YOUR TASK —
Please print the data that follows, keeping every line exact.

EXTRACTED DATA —

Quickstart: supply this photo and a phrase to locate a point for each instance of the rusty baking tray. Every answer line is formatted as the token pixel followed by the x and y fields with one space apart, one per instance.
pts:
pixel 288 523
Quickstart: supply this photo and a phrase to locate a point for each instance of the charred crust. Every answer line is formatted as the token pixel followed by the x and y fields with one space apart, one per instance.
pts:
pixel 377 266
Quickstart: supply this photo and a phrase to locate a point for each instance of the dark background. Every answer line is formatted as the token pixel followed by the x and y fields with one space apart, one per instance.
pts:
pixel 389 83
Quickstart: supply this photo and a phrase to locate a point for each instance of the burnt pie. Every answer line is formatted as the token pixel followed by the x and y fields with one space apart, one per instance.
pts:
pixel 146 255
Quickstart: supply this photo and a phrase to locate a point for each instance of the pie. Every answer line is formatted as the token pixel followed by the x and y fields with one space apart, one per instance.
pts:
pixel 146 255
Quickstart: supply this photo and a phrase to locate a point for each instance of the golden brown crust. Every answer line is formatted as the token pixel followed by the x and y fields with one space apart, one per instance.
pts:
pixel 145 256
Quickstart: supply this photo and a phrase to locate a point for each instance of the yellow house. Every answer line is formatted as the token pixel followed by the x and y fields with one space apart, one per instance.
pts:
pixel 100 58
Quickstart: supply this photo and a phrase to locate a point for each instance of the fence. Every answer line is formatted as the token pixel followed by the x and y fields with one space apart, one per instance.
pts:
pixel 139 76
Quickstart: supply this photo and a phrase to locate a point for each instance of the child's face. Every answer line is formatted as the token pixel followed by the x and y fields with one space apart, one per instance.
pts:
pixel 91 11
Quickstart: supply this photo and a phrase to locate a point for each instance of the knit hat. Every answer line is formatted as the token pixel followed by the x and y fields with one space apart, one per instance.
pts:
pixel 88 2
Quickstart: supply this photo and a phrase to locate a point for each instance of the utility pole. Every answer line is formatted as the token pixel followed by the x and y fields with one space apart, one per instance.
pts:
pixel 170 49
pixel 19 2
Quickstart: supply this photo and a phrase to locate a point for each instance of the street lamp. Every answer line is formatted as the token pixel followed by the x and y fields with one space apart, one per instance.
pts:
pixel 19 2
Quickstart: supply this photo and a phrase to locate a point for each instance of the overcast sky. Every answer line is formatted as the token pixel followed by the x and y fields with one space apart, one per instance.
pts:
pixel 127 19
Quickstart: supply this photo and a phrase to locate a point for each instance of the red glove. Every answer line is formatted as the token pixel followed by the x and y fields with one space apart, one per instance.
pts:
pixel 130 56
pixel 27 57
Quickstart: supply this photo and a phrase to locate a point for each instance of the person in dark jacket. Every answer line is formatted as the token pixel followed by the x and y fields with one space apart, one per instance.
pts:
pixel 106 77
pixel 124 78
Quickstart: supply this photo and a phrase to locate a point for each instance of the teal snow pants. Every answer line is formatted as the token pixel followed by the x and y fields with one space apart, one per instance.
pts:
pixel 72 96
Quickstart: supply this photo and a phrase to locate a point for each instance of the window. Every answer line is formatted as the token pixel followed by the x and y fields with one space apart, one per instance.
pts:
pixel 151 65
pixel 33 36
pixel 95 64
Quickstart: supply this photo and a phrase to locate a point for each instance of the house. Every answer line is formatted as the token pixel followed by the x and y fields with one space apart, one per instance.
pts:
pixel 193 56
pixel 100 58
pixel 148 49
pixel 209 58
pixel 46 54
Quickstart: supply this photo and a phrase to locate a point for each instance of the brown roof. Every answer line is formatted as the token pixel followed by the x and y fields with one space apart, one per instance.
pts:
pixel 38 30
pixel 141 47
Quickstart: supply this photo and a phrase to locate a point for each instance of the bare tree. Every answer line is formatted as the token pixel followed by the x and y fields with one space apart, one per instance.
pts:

ANSWER BOX —
Quickstart: supply this photo and a phrase to locate a point for each instance of the rusty baking tray. Every answer line is formatted as the token pixel followed by the x and y fields with one space apart, one per instance.
pts:
pixel 288 523
Quickstart: supply this photo and a phrase to locate a point for each instance of the charred crust. Every answer line is formatted as the token pixel followed by the x and y fields with one space apart, one per instance.
pts:
pixel 377 266
Quickstart: supply this photo and a phrase to locate a point for each instance of the dark background. Every answer line is formatted as the token pixel followed by the x and y fields with one space apart, one per instance.
pts:
pixel 389 83
Quickstart: supply this photo and a phrase to locate a point for each instance of the burnt pie. Every answer line is formatted as the token pixel followed by the x and y fields with one space apart, one per instance.
pts:
pixel 146 255
Quickstart: supply this photo and a phrase to locate a point for each instance of the pie. Every answer line is formatted as the token pixel followed by the x and y fields with one space apart, one per instance.
pts:
pixel 146 255
Quickstart: supply this photo and a phrase to locate a point for each instance of the golden brown crust. Every answer line is formatted as the token pixel followed by the x and y fields with one space apart, one per instance.
pts:
pixel 145 256
Quickstart: supply this photo and a phrase to locate a point for each instance of the yellow house. Every answer line is formatted as the token pixel followed by the x and y fields with one space apart, one per instance.
pts:
pixel 100 58
Quickstart: supply this photo and a phrase to locate a point for each instance of the fence. Every answer line is formatted as the token pixel followed by the x and y fields with one space apart, one per instance.
pts:
pixel 139 76
Quickstart: supply this photo and a phrase to locate a point for each instance of the child's face. Every answer line is formatted as the token pixel followed by the x and y fields with one space apart, one per instance.
pts:
pixel 91 11
Quickstart: supply this photo and a phrase to locate a point for each instance of the knit hat. Every answer line is formatted as the token pixel followed by the x and y fields with one space apart, one per instance.
pts:
pixel 88 2
Quickstart: supply this photo and a phrase to locate a point for each instance of the utility pole. Every answer line is formatted as the token pixel followed by the x and y fields with one space apart, one per instance.
pts:
pixel 170 49
pixel 19 2
Quickstart: supply this photo and a phrase to locate a point for each instance of the street lamp. Every answer line is formatted as the token pixel followed by the x and y fields with one space apart, one per instance.
pts:
pixel 19 2
Quickstart: supply this photo and a phrase to locate a point for each instance of the overcast sky. Every answer line is formatted as the token pixel followed by the x and y fields with one space apart, one per instance.
pts:
pixel 127 19
Quickstart: supply this photo and a phrase to locate a point for each instance of the red glove. Every answer line is formatted as the token pixel followed by the x and y fields with one space apart, one per instance.
pts:
pixel 130 56
pixel 27 57
Quickstart: supply this photo and a phrase to locate a point for each instance of the person in dark jacket. Every answer line is formatted as the token pixel followed by the x and y fields with one space apart, one per instance.
pts:
pixel 106 77
pixel 124 78
Quickstart: supply this photo and a phrase to locate a point for each instance of the teal snow pants. Every answer line is formatted as the token pixel followed by the x and y fields with one space apart, one per instance.
pts:
pixel 72 96
Quickstart: supply this photo and a phrase to locate a point for each instance of the window. Every answer line is formatted as the token pixel followed by the x and y fields with one space apart, one per instance.
pts:
pixel 151 65
pixel 33 36
pixel 95 64
Quickstart: supply this photo and a phrase to locate a point for each instance of the house. Every answer line is formatted as the token pixel followed by the x and y fields with one space apart, one per instance.
pts:
pixel 193 56
pixel 100 58
pixel 148 49
pixel 209 58
pixel 46 54
Quickstart: supply this photo and a phrase to locate a point for each instance of the brown roof. Every answer line is formatted as the token pixel followed by the x and y fields with one space apart, one per instance.
pts:
pixel 38 30
pixel 141 47
Quickstart: supply this photo and a phrase to locate a point for each instance of the bare tree. Every answer line is formatted as the token pixel followed by the x and y fields with one space apart, one per instance.
pts:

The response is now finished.